• **Stated task**: Retype everything from the line containing "Mark a dot on each instance of the open truck" down to the last of the items below, keeping each line as it stands.

★ ★ ★

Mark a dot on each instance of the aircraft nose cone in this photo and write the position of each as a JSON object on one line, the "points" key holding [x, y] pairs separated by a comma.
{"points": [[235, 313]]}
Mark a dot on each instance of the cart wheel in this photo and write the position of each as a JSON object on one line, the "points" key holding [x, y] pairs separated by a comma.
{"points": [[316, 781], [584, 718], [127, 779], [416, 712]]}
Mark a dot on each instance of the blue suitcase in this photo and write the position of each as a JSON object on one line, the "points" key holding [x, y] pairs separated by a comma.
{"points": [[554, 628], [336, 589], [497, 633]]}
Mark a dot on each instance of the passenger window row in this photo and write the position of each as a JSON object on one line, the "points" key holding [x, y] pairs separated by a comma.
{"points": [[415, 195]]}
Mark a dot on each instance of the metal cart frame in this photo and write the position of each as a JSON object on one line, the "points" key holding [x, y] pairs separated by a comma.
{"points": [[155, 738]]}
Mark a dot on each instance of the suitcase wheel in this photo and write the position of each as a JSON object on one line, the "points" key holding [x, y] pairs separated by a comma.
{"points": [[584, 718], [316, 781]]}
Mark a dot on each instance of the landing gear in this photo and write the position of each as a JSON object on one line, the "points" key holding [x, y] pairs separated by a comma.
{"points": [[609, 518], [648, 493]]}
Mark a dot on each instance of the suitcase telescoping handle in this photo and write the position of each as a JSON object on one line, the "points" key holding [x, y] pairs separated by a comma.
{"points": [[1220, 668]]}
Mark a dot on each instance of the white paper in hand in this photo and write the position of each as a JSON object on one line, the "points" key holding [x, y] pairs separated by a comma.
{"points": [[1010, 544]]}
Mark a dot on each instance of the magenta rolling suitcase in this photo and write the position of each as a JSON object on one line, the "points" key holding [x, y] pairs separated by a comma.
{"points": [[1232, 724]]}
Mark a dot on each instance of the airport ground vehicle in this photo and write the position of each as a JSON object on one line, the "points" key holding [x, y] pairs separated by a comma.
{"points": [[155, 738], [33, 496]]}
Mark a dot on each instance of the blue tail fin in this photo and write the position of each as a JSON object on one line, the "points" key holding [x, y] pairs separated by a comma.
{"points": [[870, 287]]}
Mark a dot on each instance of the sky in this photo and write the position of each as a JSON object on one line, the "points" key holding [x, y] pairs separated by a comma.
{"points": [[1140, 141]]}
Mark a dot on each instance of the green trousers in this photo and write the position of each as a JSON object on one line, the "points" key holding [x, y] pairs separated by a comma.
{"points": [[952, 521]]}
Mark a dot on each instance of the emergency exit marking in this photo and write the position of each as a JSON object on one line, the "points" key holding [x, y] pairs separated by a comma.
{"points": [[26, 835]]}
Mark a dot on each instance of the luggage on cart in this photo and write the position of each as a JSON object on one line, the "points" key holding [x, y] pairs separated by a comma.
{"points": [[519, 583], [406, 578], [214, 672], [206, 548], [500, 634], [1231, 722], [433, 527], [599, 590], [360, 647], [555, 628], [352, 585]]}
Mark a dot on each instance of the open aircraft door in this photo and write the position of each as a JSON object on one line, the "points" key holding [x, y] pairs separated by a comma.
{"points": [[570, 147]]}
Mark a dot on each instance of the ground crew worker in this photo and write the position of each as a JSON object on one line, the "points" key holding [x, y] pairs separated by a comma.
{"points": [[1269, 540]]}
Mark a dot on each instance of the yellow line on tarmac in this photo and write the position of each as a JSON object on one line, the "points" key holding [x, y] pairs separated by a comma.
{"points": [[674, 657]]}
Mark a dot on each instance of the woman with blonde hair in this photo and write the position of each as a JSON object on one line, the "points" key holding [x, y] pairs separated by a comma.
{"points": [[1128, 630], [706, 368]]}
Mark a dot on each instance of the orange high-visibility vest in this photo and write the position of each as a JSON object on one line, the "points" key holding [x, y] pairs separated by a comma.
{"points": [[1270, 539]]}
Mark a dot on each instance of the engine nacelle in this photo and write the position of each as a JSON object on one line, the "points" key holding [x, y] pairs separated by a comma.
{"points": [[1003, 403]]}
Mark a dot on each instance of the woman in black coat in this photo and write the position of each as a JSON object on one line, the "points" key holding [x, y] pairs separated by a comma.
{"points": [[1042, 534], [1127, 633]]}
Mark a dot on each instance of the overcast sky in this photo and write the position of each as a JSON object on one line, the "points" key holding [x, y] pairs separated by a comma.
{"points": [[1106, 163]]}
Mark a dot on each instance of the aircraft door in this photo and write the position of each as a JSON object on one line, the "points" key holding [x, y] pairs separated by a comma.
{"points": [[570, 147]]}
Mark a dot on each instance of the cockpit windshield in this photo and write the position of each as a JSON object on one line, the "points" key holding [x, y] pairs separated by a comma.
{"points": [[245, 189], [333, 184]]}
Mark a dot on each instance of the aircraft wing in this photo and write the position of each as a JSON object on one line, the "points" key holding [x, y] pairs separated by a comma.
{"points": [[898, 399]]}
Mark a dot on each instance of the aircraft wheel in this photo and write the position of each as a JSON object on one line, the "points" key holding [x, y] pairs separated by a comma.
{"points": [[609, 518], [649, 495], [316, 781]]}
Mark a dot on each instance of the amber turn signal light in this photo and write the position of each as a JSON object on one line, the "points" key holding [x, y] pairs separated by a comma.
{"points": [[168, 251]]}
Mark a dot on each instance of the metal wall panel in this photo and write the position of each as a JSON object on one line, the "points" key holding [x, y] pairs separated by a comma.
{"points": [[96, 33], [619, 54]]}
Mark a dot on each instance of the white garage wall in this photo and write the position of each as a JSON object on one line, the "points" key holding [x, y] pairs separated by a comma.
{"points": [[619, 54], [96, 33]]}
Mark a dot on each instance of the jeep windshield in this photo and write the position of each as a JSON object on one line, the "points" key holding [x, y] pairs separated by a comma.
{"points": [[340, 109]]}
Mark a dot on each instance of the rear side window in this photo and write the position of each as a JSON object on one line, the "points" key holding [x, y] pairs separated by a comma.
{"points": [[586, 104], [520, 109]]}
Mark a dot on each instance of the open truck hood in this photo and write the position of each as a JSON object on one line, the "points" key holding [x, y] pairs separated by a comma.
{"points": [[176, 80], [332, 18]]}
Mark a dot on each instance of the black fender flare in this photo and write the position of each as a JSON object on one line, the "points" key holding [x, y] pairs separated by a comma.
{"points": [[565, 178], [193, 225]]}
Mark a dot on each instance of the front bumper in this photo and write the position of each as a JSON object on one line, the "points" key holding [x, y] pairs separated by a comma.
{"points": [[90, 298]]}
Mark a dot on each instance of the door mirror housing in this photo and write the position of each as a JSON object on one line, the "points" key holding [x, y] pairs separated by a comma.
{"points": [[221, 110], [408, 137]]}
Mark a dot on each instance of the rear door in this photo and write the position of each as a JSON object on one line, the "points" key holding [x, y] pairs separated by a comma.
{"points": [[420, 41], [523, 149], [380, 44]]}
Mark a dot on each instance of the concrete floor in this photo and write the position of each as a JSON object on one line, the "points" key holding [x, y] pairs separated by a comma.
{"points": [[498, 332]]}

★ ★ ★

• **Result**:
Mark a dot on each instance of the open truck hood in this photo and write the position of each as a JSON object on one line, the "points" key holding [x, y] pairs separated by a comma.
{"points": [[176, 80], [332, 18]]}
Mark a dot on each instance of the black fender flare in this photo and write the position of each as a JSON object on one line, the "points" key holding [x, y] pairs separated by a comma.
{"points": [[565, 178], [193, 225]]}
Mark a dot on each instance of the front bumper in this photo and write the position of each as a JSON object on one line, the "points" key holding [x, y] pairs separated by a comma.
{"points": [[90, 298]]}
Mark a dot on each instance of the door mirror housing in this photo and write the position of each as a JSON object on one line, the "points" key holding [x, y] pairs separated by a comma.
{"points": [[221, 110], [408, 137]]}
Mark a dot on each instance of the rear door in this photo and write the position of each as a JSON object on one line, the "points" key holding [x, y] pairs separated by a comma.
{"points": [[420, 41], [523, 149], [380, 44]]}
Mark a dot on each instance of the concrete floor in this photo and write the position of each as a JSON object on one line, the "points" key holding [x, y] pairs separated by a comma.
{"points": [[498, 332]]}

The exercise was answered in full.